-- Start of Input material --

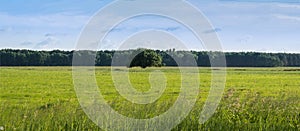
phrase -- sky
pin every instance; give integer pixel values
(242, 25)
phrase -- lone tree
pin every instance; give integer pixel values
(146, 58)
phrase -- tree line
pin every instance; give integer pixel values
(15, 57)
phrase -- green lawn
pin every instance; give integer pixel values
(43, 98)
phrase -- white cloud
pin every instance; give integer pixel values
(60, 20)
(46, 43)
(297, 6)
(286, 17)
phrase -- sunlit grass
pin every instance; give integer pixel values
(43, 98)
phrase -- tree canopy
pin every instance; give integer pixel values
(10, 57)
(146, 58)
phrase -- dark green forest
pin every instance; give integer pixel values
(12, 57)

-- End of Input material --
-- Start of Input material --

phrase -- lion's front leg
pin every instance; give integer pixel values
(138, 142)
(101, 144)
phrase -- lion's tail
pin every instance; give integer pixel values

-- End of Input material --

● **Objective**: Locate every line in the listing above that contains the string "green", treating uppercase and lowercase as different, and copy each of those lines.

● **The reply**:
phrase -- green lawn
phrase -- dark green forest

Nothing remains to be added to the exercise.